### WORK REQUIRED
How many lines below contain the string "trace"? Reply with the number only.

### DATA ROWS
>> Start

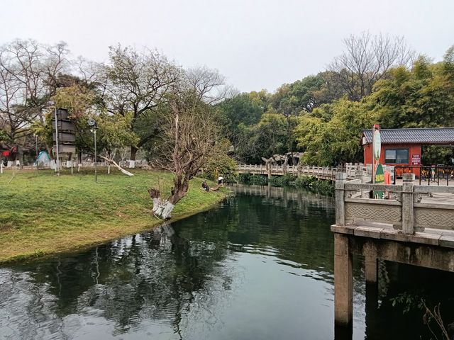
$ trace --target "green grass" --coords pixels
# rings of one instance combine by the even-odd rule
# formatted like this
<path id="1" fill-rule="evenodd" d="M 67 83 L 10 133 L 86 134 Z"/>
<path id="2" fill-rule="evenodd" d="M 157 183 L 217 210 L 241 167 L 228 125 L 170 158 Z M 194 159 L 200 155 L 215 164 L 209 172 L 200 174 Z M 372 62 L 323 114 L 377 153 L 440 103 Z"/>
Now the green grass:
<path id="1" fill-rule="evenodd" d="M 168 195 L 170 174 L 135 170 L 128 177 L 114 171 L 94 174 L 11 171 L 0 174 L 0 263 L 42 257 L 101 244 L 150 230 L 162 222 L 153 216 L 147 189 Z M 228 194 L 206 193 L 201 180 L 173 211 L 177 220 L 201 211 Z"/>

>> End
>> Start

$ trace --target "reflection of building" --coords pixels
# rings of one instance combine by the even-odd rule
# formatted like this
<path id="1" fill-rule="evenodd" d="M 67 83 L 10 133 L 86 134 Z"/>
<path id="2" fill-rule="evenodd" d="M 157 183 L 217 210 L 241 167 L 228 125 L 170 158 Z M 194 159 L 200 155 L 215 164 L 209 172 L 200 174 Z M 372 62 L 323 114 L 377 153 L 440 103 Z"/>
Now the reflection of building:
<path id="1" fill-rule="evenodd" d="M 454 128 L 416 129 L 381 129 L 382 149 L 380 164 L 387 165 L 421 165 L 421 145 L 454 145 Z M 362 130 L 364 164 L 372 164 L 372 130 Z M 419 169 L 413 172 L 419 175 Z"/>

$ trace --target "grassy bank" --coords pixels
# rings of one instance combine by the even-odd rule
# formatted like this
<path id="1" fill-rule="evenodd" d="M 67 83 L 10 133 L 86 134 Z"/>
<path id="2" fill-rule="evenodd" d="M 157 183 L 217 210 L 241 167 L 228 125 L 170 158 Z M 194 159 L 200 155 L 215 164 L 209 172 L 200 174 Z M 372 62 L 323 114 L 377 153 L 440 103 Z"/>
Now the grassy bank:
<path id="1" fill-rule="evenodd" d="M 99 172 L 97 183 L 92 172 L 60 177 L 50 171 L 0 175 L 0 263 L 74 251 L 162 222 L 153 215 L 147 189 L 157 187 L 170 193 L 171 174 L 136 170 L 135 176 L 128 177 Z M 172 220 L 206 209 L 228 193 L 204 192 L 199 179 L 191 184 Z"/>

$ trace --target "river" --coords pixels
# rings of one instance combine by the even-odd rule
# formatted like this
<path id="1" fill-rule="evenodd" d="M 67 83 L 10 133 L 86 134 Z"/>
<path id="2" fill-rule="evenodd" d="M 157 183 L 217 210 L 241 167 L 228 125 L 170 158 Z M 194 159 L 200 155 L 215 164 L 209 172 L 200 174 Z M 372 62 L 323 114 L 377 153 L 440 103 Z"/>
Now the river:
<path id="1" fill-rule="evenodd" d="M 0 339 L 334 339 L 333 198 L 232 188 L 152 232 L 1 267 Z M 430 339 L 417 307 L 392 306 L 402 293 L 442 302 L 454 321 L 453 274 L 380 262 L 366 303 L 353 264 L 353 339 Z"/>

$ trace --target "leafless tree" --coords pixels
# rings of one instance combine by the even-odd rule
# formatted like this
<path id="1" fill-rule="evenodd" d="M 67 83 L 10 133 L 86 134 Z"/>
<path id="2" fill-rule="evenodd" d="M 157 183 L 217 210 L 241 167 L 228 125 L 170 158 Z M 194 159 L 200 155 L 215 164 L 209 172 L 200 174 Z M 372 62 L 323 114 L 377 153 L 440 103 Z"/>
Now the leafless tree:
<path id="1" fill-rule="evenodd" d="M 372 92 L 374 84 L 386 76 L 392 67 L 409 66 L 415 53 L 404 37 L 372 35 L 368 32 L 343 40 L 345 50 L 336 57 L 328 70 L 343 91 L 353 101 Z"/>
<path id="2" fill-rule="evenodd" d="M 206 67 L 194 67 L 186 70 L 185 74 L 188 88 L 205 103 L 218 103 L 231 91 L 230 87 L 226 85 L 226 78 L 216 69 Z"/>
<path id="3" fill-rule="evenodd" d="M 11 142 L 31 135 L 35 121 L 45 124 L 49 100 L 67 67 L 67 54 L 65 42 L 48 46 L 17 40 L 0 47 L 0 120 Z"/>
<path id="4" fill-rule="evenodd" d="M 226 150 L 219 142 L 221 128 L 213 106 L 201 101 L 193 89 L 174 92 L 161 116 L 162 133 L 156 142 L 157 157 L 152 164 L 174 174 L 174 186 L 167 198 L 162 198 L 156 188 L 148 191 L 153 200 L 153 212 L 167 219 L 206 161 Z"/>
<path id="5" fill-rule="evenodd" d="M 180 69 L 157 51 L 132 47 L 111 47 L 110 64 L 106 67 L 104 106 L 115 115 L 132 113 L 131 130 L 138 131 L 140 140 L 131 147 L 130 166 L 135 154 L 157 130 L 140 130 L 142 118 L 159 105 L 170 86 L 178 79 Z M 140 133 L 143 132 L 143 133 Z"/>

>> End
>> Start

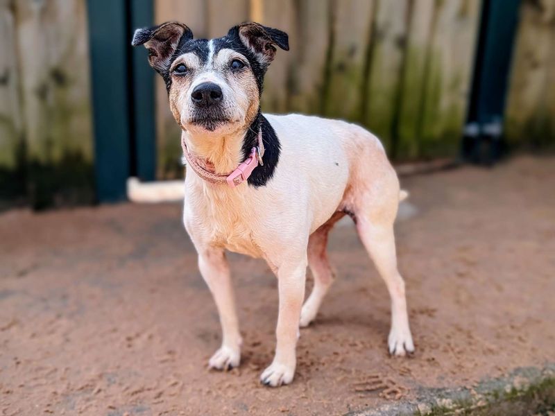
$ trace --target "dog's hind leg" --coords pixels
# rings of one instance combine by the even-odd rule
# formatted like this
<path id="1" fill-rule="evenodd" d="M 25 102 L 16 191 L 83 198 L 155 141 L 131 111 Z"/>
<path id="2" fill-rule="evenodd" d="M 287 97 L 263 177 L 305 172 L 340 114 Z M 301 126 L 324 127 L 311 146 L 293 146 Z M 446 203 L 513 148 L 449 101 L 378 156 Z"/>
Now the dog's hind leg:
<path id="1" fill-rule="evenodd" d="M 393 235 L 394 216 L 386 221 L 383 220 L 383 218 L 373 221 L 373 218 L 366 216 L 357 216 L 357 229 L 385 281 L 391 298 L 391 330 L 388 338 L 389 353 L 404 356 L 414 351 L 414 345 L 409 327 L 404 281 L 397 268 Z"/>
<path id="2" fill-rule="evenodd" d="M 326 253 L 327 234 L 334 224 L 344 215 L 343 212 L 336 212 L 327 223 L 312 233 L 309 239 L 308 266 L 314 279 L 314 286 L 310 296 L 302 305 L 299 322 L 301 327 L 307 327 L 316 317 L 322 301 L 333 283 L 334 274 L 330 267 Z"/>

>> End

### REPLY
6